SOURCE EXCERPT:
============

Czech artist/writer Eva Svankmajerová (1940-2005) may not be as well known as her filmmaker/animator husband Jan Svankmajer, with whom she collaborated on many films as artist/designer, but her work is just as enthralling. Spanning forty years, her creative practice encompassed paintings, film posters, sculptures, ceramics, puppetry, animations, poetry, short stories, dream journals, and creative non-fiction. In addition to working with Jan, she also collaborated with other Czech directors (Juraj Herz, Vera Chytilová, Jiri Brdecka), and participated with Czech Surrealist Group members in collective game activities. Eva’s art and writing have a beautiful, dark, surreal, humorous style, placing haunting images of people or animals within dreamlike landscapes. In her paintings and film posters, she layers shades of colors in a vibrant style that seethes or soothes. Sometimes both at the same time. Her style harkens back to 1930s Czech Surrealist Group co-founder Toyen, with a hint of Polish artist/designer Jan Lenica. Eva’s gorgeous posters are especially distinctive through her use of hand lettering. I first found out about her in the 1990s, when Czech film, art, and writing gained a wider audience after independence from the Soviet Union. Recently I’ve been exploring the range of Eva’s incredible creative work and her background in Prague.

============

GIVEN INFORMATION:
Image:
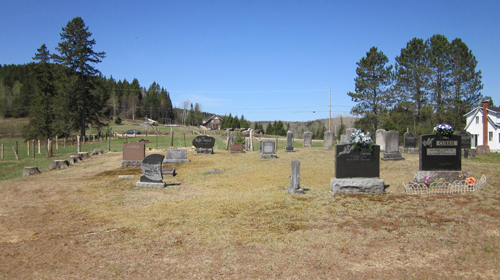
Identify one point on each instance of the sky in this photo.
(266, 60)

============

According to the passage on Eva Svankmajerová, which Czech directors besides Jan Svankmajer did she collaborate with?

Juraj Herz, Vera Chytilová, and Jiri Brdecka.